GKS : Ah oui ! À l’occasion de mon discours du 25 avril dernier lors de l’ouverture solennelle de la première session, j’ai dit que je ferai de la diplomatie parlementaire une priorité de notre Assemblée nationale. Je pense que l’Assemblée nationale de Côte d’Ivoire, vieille comme vous l’avez indiqué tout à l’heure, doit prendre toute sa place au cœur de la république ivoirienne. Donc, j’ai décidé effectivement, avec l’accord de mon bureau de faire une offensive diplomatique qui m’a emmené à Singapour. Mais j’ai été reçu, comme vous l’avez signifié, par mon collègue de l’Assemblée nationale française. La semaine prochaine, ce sera à Bruxelles où j’aurai l’opportunité, l’occasion de rencontrer plusieurs autres collègues, d’intégrer la francophonie. La Côte d’Ivoire, comme dirait les Anglais, is back.
‘’Africa 24’’ : C’est une nouvelle Côte d’Ivoire dont les Ivoiriens appellent de tous leurs vœux au risque, de votre côté, de marcher sur les plates-bandes du ministre des Affaires extérieures.
GKS : Ah non ! Pas du tout, pas du ministre des Affaires étrangères. L’Assemblée nationale développe ce qu’on appelle la diplomatie parlementaire. Quand je suis allé à Singapour, ce n’est pas le gouvernement singapourien que j’ai rencontré, c’est mon collègue de Singapour que j’ai rencontré. À Paris, c’est mon collègue de l’Assemblée nationale que j’ai rencontré. De toute façon, l’État de Côte d’Ivoire est un. Les énergies développées, que ce soit par le judiciaire, l’exécutif et par le législatif doivent concourir à améliorer l’image de marque de la Côte d’Ivoire.
‘’Africa 24’’ Quels sont les défis qui attendent l’Assemblée nationale ivoirienne dans les mois et années à venir ?
GKS : L’un des défis majeurs pour la reconstruction de la Côte d’Ivoire est la réconciliation nationale. Donc, l’Assemblée nationale, aux côtés de la Commission dialogue vérité et réconciliation (Cdvr) jouera son rôle. Nous aurons un travail de terrain. Nous allons aller dans les circonscriptions, dans les trente (30) régions de Côte d’Ivoire pour prêcher le pardon, la réconciliation. Je vous l’ai dit, nous serons des députés de terrain parce que pour moi, un bon député est celui qui est prêt de la population, c’est surtout un député qui est réélu.

EXTRAITS DE LISTE
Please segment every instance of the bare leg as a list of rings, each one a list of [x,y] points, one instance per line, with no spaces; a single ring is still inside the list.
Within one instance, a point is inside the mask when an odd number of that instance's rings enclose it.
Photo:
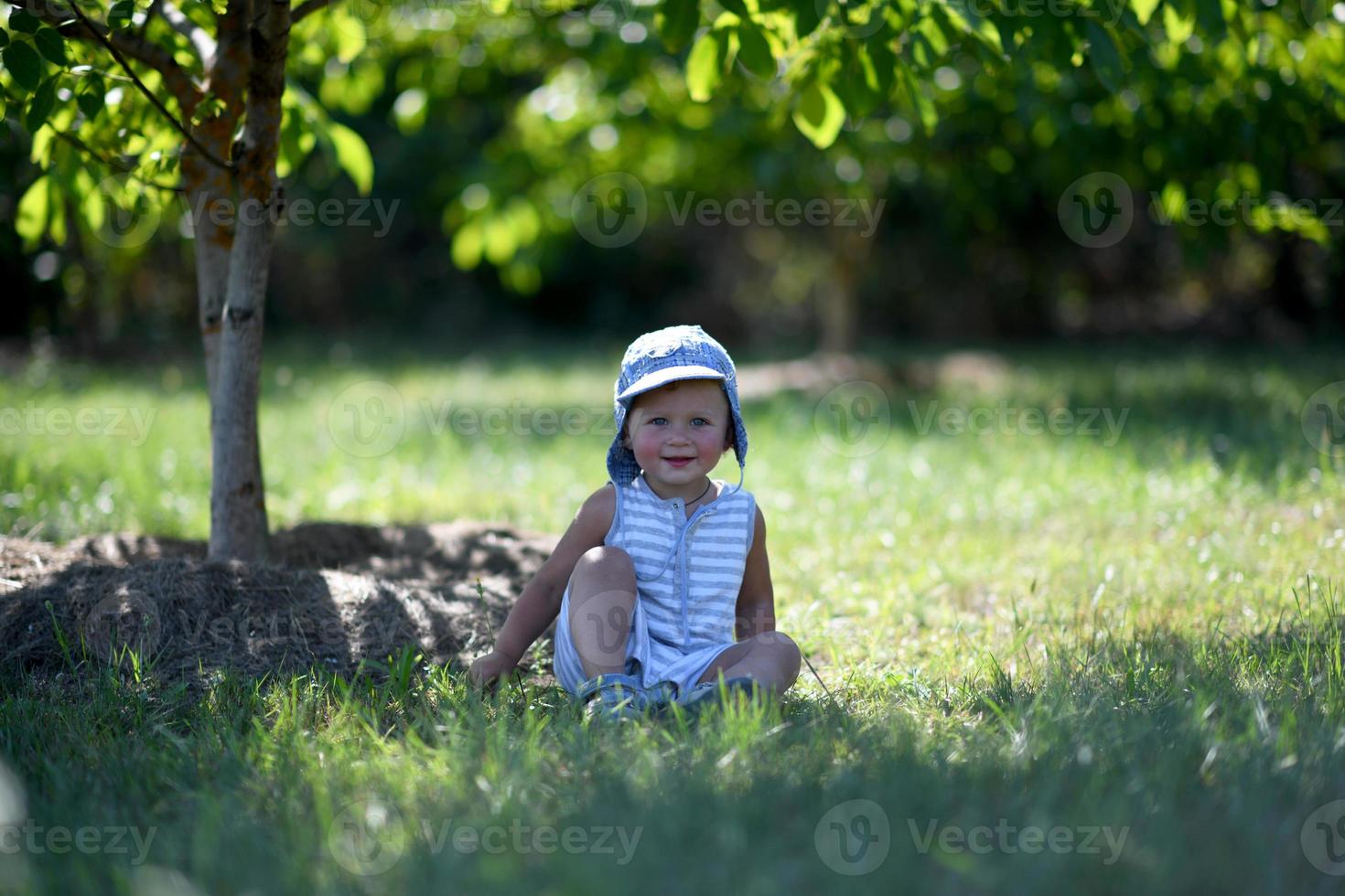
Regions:
[[[570,639],[584,674],[625,672],[635,613],[635,564],[621,548],[592,548],[570,574]]]
[[[802,656],[790,635],[763,631],[726,647],[699,681],[716,681],[722,670],[725,680],[748,676],[767,690],[781,695],[798,680]]]

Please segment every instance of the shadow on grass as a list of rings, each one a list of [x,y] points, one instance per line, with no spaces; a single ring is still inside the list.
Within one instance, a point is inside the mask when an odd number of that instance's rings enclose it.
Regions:
[[[0,547],[22,586],[0,598],[0,673],[113,666],[200,688],[223,670],[350,673],[404,649],[461,665],[494,641],[551,543],[471,523],[315,523],[277,532],[270,566],[208,563],[199,541],[152,537]]]

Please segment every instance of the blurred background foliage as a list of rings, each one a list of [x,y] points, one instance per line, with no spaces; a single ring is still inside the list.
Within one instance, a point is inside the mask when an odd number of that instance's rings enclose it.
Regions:
[[[51,137],[132,140],[133,91],[82,117],[71,79],[31,137],[0,83],[0,333],[192,339],[186,201]],[[291,203],[377,204],[281,226],[268,328],[1340,334],[1342,120],[1345,3],[1325,0],[336,3],[295,28],[280,173]],[[145,133],[125,159],[171,181]],[[79,185],[42,193],[56,172]],[[647,204],[617,247],[572,220],[609,172]],[[1132,220],[1088,246],[1069,195],[1099,172]],[[850,200],[876,227],[679,220],[755,197]]]

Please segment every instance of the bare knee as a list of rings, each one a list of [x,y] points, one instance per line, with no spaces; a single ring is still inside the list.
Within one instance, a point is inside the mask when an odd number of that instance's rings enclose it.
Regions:
[[[621,548],[609,544],[600,544],[589,548],[574,564],[570,578],[585,583],[594,583],[599,591],[612,590],[624,584],[635,587],[635,562],[631,555]]]

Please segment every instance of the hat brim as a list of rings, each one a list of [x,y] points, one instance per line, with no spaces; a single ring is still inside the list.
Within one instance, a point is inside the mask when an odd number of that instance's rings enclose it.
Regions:
[[[654,371],[652,373],[646,373],[640,379],[631,383],[625,391],[616,396],[616,400],[627,404],[632,398],[640,395],[642,392],[648,392],[660,386],[677,383],[678,380],[718,380],[722,383],[724,373],[712,367],[705,367],[703,364],[678,364],[675,367],[664,367],[663,369]]]

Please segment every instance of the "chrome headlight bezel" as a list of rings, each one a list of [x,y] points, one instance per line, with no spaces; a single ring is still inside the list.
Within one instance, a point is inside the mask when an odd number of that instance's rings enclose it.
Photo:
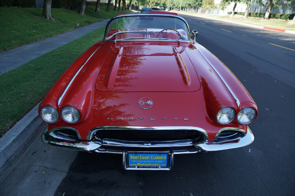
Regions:
[[[72,106],[65,106],[60,110],[60,116],[66,122],[73,123],[78,122],[80,119],[79,111]]]
[[[216,114],[216,121],[221,124],[226,124],[232,122],[236,117],[236,110],[231,107],[221,108]]]
[[[256,110],[252,107],[245,107],[240,111],[236,116],[238,123],[247,124],[253,122],[257,116]],[[248,119],[246,121],[245,120]]]
[[[43,121],[48,123],[55,123],[59,119],[59,112],[52,106],[43,106],[40,110],[40,116]]]

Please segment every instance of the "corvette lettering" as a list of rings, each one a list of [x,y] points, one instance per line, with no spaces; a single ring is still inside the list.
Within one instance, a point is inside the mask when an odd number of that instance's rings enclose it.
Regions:
[[[150,121],[154,121],[154,120],[161,120],[163,121],[165,121],[168,119],[171,119],[171,120],[174,120],[175,121],[177,121],[177,120],[182,120],[183,121],[188,121],[188,118],[185,118],[184,119],[179,119],[178,118],[161,118],[161,119],[160,118],[140,118],[139,117],[138,119],[139,120],[143,120],[144,119],[149,119]],[[136,119],[134,119],[133,118],[122,118],[122,117],[118,117],[118,118],[108,118],[107,119],[108,120],[135,120]]]

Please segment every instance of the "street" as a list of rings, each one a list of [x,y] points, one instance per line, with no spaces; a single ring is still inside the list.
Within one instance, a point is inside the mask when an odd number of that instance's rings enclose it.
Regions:
[[[131,171],[123,169],[120,154],[60,149],[38,137],[0,185],[0,195],[293,195],[295,35],[181,16],[257,104],[252,144],[176,155],[170,171]]]

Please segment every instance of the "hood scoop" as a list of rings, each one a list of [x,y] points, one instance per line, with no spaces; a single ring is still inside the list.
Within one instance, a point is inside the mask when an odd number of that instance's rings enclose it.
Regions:
[[[184,48],[171,45],[112,48],[95,83],[102,92],[194,92],[200,87]]]

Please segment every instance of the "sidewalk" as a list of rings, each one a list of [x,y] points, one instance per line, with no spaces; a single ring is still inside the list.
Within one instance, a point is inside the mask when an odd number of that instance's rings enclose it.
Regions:
[[[185,14],[183,13],[179,14]],[[204,17],[201,16],[195,16]],[[263,26],[226,20],[207,17],[206,18],[264,28]],[[105,25],[107,22],[107,20],[103,20],[0,53],[0,75]],[[295,31],[292,31],[291,33],[295,34]],[[28,145],[39,136],[41,131],[46,127],[46,123],[38,116],[38,105],[0,138],[0,182],[13,168],[18,158],[26,151]]]
[[[0,75],[105,26],[107,20],[0,53]],[[0,138],[0,182],[46,126],[36,106]]]

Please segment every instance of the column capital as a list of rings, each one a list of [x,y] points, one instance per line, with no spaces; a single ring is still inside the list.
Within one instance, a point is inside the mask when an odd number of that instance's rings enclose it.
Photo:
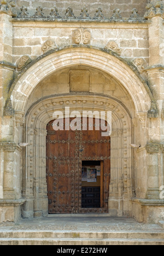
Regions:
[[[0,1],[0,15],[5,14],[12,17],[16,17],[17,13],[13,9],[14,7],[15,7],[15,4],[14,2],[11,2],[9,4],[8,4],[6,0],[1,0]]]
[[[164,19],[163,0],[150,0],[147,7],[144,18],[151,19],[154,17],[160,16]]]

VOTRE TÂCHE
Recopiez à l'identique le passage de l'entretien sur la diplomatie parlementaire, de « GKS : Ah non » à « années à venir ? ».

SOLUTION CI-DESSOUS
GKS : Ah non ! Pas du tout, pas du ministre des Affaires étrangères. L’Assemblée nationale développe ce qu’on appelle la diplomatie parlementaire. Quand je suis allé à Singapour, ce n’est pas le gouvernement singapourien que j’ai rencontré, c’est mon collègue de Singapour que j’ai rencontré. À Paris, c’est mon collègue de l’Assemblée nationale que j’ai rencontré. De toute façon, l’État de Côte d’Ivoire est un. Les énergies développées, que ce soit par le judiciaire, l’exécutif et par le législatif doivent concourir à améliorer l’image de marque de la Côte d’Ivoire.
‘’Africa 24’’ Quels sont les défis qui attendent l’Assemblée nationale ivoirienne dans les mois et années à venir ?